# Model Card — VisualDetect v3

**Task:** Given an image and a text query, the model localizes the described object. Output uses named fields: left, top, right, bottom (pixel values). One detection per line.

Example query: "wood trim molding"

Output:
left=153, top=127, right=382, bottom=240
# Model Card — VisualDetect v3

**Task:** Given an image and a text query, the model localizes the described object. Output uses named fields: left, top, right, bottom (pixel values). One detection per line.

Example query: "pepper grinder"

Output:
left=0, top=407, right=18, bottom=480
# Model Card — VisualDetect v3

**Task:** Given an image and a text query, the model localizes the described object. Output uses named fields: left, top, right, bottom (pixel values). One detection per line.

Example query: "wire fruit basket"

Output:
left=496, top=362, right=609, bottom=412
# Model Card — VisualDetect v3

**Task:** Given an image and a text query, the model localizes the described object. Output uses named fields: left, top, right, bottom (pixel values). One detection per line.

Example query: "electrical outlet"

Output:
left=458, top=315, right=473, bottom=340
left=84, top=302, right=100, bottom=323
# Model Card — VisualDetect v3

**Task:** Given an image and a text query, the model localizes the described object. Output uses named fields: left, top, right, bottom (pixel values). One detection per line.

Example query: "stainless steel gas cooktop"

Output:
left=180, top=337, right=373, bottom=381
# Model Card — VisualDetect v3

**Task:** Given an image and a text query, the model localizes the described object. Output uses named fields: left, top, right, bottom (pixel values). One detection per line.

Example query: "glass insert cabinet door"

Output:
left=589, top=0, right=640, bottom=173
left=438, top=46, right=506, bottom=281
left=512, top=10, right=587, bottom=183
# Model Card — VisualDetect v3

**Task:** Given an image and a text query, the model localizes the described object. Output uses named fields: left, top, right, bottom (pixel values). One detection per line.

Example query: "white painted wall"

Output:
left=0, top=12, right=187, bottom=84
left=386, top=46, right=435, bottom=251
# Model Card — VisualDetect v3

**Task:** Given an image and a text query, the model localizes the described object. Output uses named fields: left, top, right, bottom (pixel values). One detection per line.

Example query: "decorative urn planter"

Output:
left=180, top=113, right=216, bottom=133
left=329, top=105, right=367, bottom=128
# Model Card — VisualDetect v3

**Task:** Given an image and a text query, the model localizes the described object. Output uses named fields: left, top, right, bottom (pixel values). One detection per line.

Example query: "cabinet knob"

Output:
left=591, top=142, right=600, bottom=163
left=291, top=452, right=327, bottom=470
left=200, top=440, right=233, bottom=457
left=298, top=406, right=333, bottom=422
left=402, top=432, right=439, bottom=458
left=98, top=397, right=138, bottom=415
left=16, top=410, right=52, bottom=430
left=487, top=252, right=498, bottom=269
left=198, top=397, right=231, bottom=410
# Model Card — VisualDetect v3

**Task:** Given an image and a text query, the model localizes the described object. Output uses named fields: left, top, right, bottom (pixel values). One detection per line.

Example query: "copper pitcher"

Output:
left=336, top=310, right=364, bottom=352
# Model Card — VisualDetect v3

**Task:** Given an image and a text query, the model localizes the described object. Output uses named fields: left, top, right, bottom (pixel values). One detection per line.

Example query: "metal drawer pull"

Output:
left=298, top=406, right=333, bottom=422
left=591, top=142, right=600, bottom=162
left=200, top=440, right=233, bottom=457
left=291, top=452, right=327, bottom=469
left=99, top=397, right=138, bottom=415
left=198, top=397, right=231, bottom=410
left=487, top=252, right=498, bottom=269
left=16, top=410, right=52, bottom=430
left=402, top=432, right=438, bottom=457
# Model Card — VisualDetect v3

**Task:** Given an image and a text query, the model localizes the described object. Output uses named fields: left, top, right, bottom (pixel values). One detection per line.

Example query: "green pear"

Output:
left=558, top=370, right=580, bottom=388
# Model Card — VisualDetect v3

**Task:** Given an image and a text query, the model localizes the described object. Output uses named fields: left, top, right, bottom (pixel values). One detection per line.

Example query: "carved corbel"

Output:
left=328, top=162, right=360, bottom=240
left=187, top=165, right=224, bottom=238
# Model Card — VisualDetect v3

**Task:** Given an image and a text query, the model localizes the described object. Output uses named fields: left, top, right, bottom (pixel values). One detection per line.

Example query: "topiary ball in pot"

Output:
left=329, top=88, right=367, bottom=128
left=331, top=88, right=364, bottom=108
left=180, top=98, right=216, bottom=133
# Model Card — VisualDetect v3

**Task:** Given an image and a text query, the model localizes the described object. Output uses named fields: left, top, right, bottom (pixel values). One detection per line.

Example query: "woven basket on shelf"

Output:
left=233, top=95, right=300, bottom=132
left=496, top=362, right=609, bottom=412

____________

* _SET PROBLEM_
Express every line of all the rows above as a JSON list of strings, with one string per line and blank lines left out.

* _REPLY_
[
  "# Model Card — VisualDetect v3",
  "**Task:** Given an image and a text query, the model localizes the described object. Output uses named fields: left, top, right, bottom (pixel values). One detection per line.",
  "Example query: \"wood trim molding\"",
  "Output:",
  "left=153, top=127, right=382, bottom=240",
  "# Model Card — VisualDetect v3",
  "**Task:** Given an image and a text query, the model localizes the described object. Output uses named fields: left, top, right, bottom (pixel values). One detection per line.",
  "Example query: \"pepper grinder\"",
  "Output:",
  "left=0, top=407, right=18, bottom=480",
  "# Model Card — VisualDetect v3",
  "**Task:** Given an image and a text query, the model localizes the described object. Output uses named fields: left, top, right, bottom (pixel values). One detection per line.",
  "Example query: \"wire fruit basket\"",
  "Output:",
  "left=496, top=362, right=609, bottom=412",
  "# Model Card — VisualDetect v3",
  "**Task:** Given an image and a text query, the model localizes the described object. Output uses named fields: left, top, right, bottom (pixel values). One detection per line.",
  "Example query: \"electrical outlet\"",
  "Output:",
  "left=458, top=315, right=473, bottom=340",
  "left=84, top=302, right=100, bottom=323",
  "# Model Card — VisualDetect v3",
  "**Task:** Given an image and a text query, the model localizes the described object. Output uses named fields: left, top, right, bottom (pixel values). One detection per line.",
  "Example query: \"stainless steel gas cooktop\"",
  "Output:",
  "left=180, top=337, right=373, bottom=381",
  "# Model Card — VisualDetect v3",
  "**Task:** Given an image and a text query, the model localizes the described object. Output uses named fields: left, top, right, bottom (pixel values). One detection per line.",
  "Example query: \"glass insert cabinet door\"",
  "Output:",
  "left=589, top=0, right=640, bottom=173",
  "left=438, top=46, right=506, bottom=281",
  "left=512, top=10, right=587, bottom=183",
  "# Model Card — VisualDetect v3",
  "**Task:** Given an image and a text query, the model localizes the described object. Output uses named fields: left, top, right, bottom (pixel values). One detection per line.",
  "Example query: \"white painted wall\"",
  "Output:",
  "left=0, top=12, right=187, bottom=84",
  "left=386, top=46, right=435, bottom=251",
  "# Model Card — VisualDetect v3",
  "**Task:** Given an image and a text query, the model localizes the described object. Output uses named fields: left, top, right, bottom (pixel values). One detection per line.",
  "Example query: \"decorative urn planter\"",
  "Output:",
  "left=180, top=113, right=216, bottom=133",
  "left=329, top=105, right=367, bottom=128",
  "# Model Card — VisualDetect v3",
  "**Task:** Given an image and a text query, the model localizes the described object. Output uses named fields: left, top, right, bottom (pixel values). One detection per line.",
  "Example query: \"cabinet knob\"",
  "Output:",
  "left=591, top=142, right=600, bottom=163",
  "left=291, top=452, right=327, bottom=470",
  "left=200, top=440, right=233, bottom=457",
  "left=298, top=406, right=333, bottom=422",
  "left=402, top=432, right=439, bottom=458",
  "left=98, top=397, right=138, bottom=415",
  "left=16, top=410, right=52, bottom=430",
  "left=487, top=252, right=498, bottom=269",
  "left=198, top=397, right=231, bottom=410",
  "# Model Card — VisualDetect v3",
  "**Task:** Given an image and a text query, the model localizes the described object. Output uses named fields: left, top, right, bottom (pixel values). One detection per line.",
  "Example query: \"copper pitcher\"",
  "Output:",
  "left=336, top=310, right=364, bottom=352",
  "# Model Card — VisualDetect v3",
  "**Task:** Given an image and a text query, the model localizes the described object. Output uses named fields: left, top, right, bottom (pixel values). One detection per line.",
  "Example query: \"metal drawer pull\"",
  "Output:",
  "left=298, top=406, right=333, bottom=422",
  "left=591, top=142, right=600, bottom=162",
  "left=200, top=440, right=233, bottom=457",
  "left=291, top=452, right=327, bottom=469",
  "left=99, top=397, right=138, bottom=415",
  "left=198, top=397, right=231, bottom=410",
  "left=487, top=252, right=498, bottom=269",
  "left=16, top=410, right=52, bottom=430",
  "left=402, top=432, right=438, bottom=457",
  "# Model Card — VisualDetect v3",
  "**Task:** Given an image and a text query, the model localizes the described object. Output uses named fields: left, top, right, bottom (pixel values). One detection per line.",
  "Example query: \"green pear\"",
  "Output:",
  "left=558, top=370, right=580, bottom=388",
  "# Model Card — VisualDetect v3",
  "**Task:** Given an image and a text query, the model localizes the described object. Output uses named fields: left, top, right, bottom (pixel values). One detection per line.",
  "Example query: \"carved corbel\"",
  "Output:",
  "left=328, top=162, right=360, bottom=240",
  "left=187, top=165, right=224, bottom=238",
  "# Model Card — VisualDetect v3",
  "**Task:** Given an image and a text query, the model localizes the described object. Output uses named fields: left, top, right, bottom (pixel values). One detection per line.",
  "Example query: \"topiary ball in pot\"",
  "Output:",
  "left=329, top=88, right=367, bottom=128",
  "left=331, top=88, right=364, bottom=108",
  "left=180, top=98, right=216, bottom=133",
  "# Model Card — VisualDetect v3",
  "**Task:** Given an image and a text query, the model localizes the described object. Output uses named fields: left, top, right, bottom (pixel values). One detection per line.",
  "Example query: \"woven basket on shelf\"",
  "Output:",
  "left=233, top=95, right=300, bottom=132",
  "left=496, top=362, right=609, bottom=412"
]